- [WHAT IS EXPECTED]:
Write the data out again exactly, dropping any images it holds.

Items listed in a dataset

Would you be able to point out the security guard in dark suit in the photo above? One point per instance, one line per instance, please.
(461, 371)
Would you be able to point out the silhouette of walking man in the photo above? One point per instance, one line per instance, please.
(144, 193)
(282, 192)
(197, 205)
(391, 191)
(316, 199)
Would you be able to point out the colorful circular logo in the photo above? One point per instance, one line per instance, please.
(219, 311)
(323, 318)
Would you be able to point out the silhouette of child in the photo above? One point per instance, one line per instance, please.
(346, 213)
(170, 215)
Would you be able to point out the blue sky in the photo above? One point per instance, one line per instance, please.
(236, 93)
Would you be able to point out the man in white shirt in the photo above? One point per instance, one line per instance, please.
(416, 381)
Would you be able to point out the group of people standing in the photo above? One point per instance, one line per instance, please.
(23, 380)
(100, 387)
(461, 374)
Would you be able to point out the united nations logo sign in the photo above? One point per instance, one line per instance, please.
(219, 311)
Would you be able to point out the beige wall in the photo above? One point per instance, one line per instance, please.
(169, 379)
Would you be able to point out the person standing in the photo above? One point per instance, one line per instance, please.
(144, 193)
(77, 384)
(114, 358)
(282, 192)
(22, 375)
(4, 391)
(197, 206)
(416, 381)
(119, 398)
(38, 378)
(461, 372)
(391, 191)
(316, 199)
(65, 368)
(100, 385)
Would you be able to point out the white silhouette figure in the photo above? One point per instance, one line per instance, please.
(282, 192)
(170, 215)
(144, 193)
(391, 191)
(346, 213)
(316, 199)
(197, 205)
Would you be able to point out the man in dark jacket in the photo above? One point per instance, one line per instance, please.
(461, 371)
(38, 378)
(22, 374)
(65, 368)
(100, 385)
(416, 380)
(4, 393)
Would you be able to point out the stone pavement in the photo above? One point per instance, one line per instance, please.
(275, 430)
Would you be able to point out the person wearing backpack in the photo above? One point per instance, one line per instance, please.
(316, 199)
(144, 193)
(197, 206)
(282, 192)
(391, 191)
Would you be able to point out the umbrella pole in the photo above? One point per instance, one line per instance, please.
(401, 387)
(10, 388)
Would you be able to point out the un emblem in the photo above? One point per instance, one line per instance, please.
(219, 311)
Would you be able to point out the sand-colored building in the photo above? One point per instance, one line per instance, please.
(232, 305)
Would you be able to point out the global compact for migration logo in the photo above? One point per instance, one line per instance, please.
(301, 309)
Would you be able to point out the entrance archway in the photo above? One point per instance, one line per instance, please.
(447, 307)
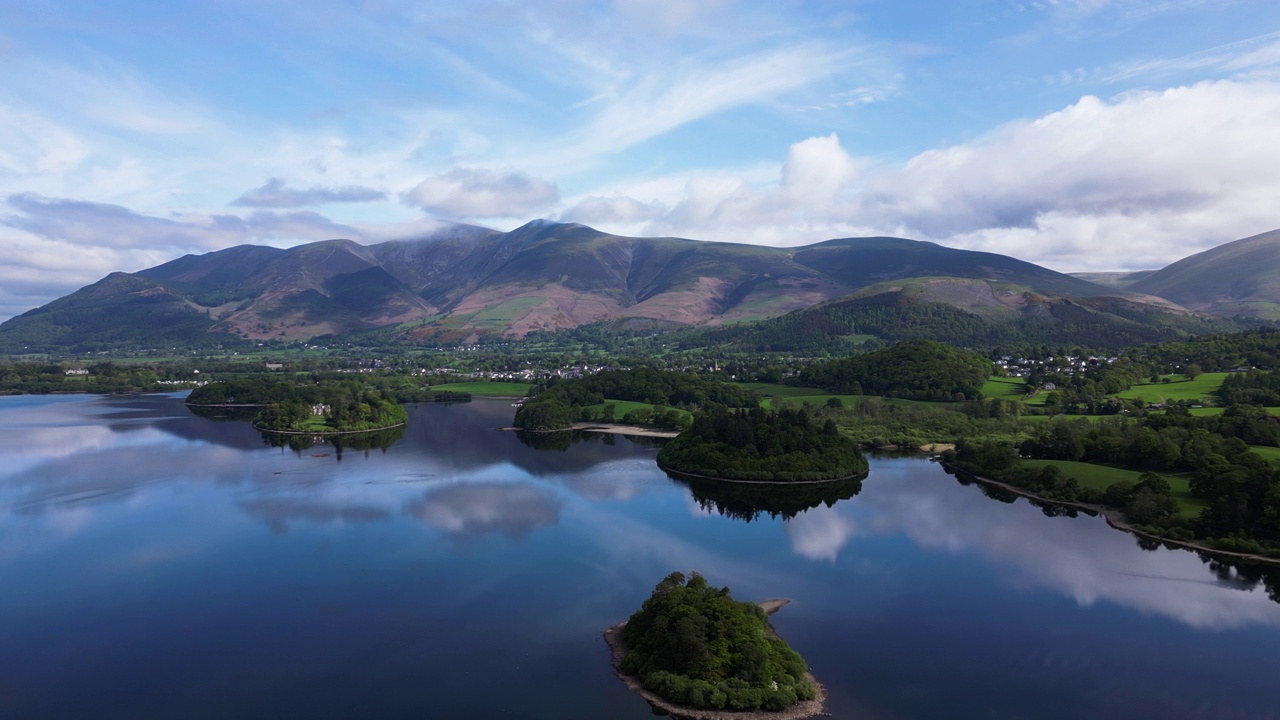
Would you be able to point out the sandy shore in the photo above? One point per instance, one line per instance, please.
(1119, 522)
(799, 711)
(608, 428)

- [RESPONSE TO THE EXERCISE]:
Would you be able to point out the security guard in dark suit in the photo above? One point per instance, one line per instance, please.
(461, 371)
Would you be able to point out the silhouette of walking man in the photo above? One point per instance, one line per instance, please.
(144, 193)
(282, 192)
(197, 205)
(391, 191)
(316, 199)
Would you be able to point out the colorful circular logo in the photo above? One point per instance, one line per instance, please.
(219, 311)
(323, 318)
Would you be able to point out the silhouette of child in the photo above? One point per instance, one line per instance, please.
(346, 213)
(170, 215)
Would you be able to point out the blue sky in the photo above? One point per instance, one line per instance, please.
(236, 93)
Would you be able to point out the man in white shirt in the photo above? One point per instance, one line per instance, please.
(416, 381)
Would you be able to point out the group of people standing in the photo above? One point per instance, one line per instance, please.
(23, 380)
(100, 387)
(461, 374)
Would you be able to point out the united nations logo sign in the photo above? One point per instance, one line per instance, please.
(219, 311)
Would you be able to point out the beige wall in the photo above? One point per instance, one line per instance, please.
(169, 379)
Would you be able to point out the person standing in the photo above? One point per instance, one line per instance, please.
(144, 193)
(77, 384)
(114, 358)
(282, 192)
(22, 375)
(4, 391)
(197, 206)
(416, 381)
(119, 398)
(38, 378)
(461, 372)
(391, 191)
(316, 199)
(65, 368)
(100, 385)
Would you be able to point out the white silhouette figure in the photo above? One point per instance, one line per instance, please.
(282, 192)
(170, 215)
(144, 193)
(391, 191)
(346, 213)
(316, 199)
(197, 205)
Would you be able to point out the man in dark jacket in the photo above? One point per instance, one line per instance, please.
(461, 371)
(38, 378)
(22, 374)
(65, 368)
(100, 385)
(416, 380)
(4, 393)
Would you be able to point out the stone pavement in the photo above? One point per instance, one line per instance, please.
(275, 430)
Would you be able to point out the person wearing backpack in the photo above? One point per instance, one line per instance, please.
(316, 199)
(144, 193)
(197, 206)
(282, 192)
(391, 191)
Would you be able to point out the umbrella pole in the photo above? One point per instance, one line per instance, please.
(401, 387)
(10, 388)
Would you be able to point out the un emblem in the photo above? One point per instance, one line per instance, please.
(219, 311)
Would you be able to point out the sand-colored building in the photo above? One point per instance, one line per instance, please.
(232, 305)
Would you be able to point out the global compact for migration logo in the photo above? One point per instance, one line per instance, please.
(301, 309)
Would you be able to point out the entrance archway in the photo above? One point per instance, one line per instance, please.
(447, 307)
Would you be able to point out the sandy shore in the photo above? One point per instance, one line per instance, please.
(1119, 522)
(799, 711)
(608, 428)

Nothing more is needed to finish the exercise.